[L'exercice]
Répondez, s'il vous plaît, à ces trois questions d'après le texte sur la Conférence sur l'avenir de l'Europe :
1. Qui a rappelé devant les chefs d'État ou de gouvernement que la Conférence serait l'une des priorités de la législature du Parlement européen ?
2. Quand la communication de la Commission et la résolution du Parlement européen sont-elles attendues ?
3. À quelle présidence le Conseil européen a-t-il demandé d'établir une position du Conseil sur cette conférence ?

Le Conseil européen a adopté des conclusions sur la Conférence sur l'avenir de l'Europe. Le président du Parlement européen, David Sassoli, a rappelé devant les chefs d'Etat ou de gouvernement que la Conférence serait l'une des priorités de la législature du Parlement européen et que ce dernier entendait jouer un rôle moteur dans son organisation et son déroulement, aux côtés du Conseil et de la Commission. Les institutions se préparent à l'organiser. Ainsi, une communication de la Commission et une résolution du Parlement européen sont attendues en janvier 2020. Le Conseil européen a demandé à la future présidence croate d'établir une position du Conseil sur le contenu, la portée, la composition et le fonctionnement d'une telle conférence, en coordination avec le Parlement européen et la Commission.

Entrées d'un jeu de données de pointage
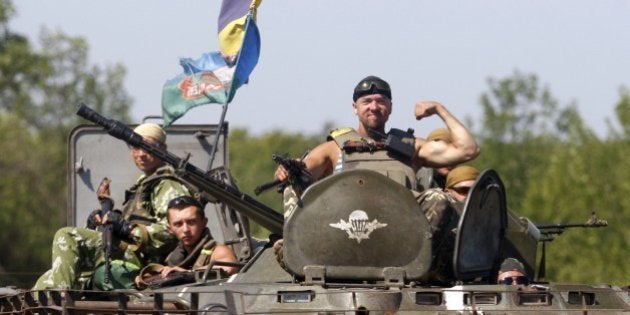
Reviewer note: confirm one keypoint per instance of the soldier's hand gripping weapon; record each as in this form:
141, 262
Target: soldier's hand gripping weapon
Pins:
299, 176
210, 188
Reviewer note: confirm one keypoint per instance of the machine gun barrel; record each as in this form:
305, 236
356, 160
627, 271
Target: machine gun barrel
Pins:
230, 196
298, 174
548, 230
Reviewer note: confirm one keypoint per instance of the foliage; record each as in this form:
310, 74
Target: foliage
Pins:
554, 167
556, 170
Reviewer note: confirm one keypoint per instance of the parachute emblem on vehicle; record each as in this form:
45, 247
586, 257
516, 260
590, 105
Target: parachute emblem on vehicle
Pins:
358, 226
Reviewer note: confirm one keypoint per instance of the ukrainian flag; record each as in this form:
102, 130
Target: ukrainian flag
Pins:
215, 76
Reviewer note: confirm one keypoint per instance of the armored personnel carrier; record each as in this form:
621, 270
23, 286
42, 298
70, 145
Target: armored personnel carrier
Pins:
356, 243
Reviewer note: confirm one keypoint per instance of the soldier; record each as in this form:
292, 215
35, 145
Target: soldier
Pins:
512, 272
435, 177
372, 103
459, 181
196, 247
141, 234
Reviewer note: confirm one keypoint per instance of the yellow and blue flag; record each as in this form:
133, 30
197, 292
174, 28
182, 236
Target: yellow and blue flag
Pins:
215, 76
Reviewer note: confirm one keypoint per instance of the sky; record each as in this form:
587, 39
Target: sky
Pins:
314, 52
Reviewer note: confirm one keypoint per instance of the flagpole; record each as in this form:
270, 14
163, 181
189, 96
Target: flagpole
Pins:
216, 138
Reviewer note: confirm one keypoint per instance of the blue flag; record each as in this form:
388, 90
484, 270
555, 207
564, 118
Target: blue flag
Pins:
215, 76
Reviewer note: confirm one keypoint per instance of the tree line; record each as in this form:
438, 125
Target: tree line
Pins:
554, 167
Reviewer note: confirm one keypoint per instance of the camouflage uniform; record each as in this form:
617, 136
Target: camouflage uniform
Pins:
80, 250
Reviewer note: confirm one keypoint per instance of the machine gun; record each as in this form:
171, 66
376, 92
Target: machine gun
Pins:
210, 188
549, 231
107, 233
298, 174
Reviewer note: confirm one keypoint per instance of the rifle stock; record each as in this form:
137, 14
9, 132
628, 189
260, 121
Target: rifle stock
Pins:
229, 195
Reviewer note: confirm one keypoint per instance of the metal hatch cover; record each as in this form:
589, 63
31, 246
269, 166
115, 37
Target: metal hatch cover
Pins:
355, 224
481, 228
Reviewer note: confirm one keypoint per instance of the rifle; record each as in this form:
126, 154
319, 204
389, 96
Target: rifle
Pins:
548, 232
298, 174
107, 234
209, 187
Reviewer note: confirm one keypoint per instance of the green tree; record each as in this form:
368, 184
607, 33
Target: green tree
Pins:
556, 170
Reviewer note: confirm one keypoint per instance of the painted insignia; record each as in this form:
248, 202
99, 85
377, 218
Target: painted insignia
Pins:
358, 226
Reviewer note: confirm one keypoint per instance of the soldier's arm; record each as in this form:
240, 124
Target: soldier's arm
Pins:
320, 162
156, 235
439, 153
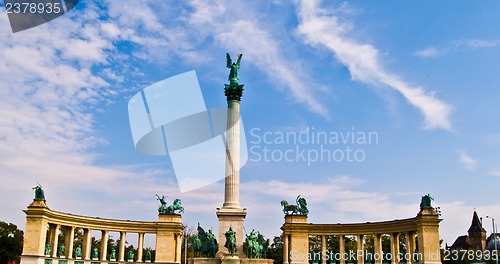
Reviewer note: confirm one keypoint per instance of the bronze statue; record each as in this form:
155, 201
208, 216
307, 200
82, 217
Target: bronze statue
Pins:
95, 253
299, 209
78, 252
47, 249
205, 244
233, 74
426, 201
230, 240
112, 255
171, 209
39, 194
252, 245
62, 251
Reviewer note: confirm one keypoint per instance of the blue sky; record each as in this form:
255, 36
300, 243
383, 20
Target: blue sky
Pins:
422, 75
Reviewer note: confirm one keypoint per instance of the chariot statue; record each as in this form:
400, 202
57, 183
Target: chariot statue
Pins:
204, 244
170, 209
295, 209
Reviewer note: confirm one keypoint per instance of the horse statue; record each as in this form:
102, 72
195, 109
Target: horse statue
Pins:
299, 209
230, 241
252, 245
176, 206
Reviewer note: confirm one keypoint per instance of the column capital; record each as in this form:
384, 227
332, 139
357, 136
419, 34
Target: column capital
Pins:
233, 91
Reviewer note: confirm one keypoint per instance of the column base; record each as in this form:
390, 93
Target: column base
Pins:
234, 218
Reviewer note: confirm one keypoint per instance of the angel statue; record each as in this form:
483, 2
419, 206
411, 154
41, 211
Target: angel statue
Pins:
233, 74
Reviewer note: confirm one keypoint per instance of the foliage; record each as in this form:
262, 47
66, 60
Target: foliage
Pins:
11, 243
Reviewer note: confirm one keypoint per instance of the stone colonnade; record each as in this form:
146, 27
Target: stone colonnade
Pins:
43, 224
424, 228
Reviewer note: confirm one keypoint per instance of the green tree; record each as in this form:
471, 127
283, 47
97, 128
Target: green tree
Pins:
11, 243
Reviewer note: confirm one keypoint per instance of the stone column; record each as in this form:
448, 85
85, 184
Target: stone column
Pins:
55, 243
285, 249
70, 238
410, 245
232, 182
104, 244
178, 247
342, 249
87, 243
377, 248
323, 249
231, 214
140, 247
360, 254
395, 248
121, 251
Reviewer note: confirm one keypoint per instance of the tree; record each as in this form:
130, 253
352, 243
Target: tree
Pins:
11, 243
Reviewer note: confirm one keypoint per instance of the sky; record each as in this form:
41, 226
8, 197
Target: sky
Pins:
420, 77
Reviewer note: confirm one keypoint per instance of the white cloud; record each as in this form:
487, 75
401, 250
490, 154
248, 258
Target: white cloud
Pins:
467, 161
321, 27
453, 46
428, 52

[Réponse à l'exercice]
1. David Sassoli, président du Parlement européen.
2. En janvier 2020.
3. À la future présidence croate.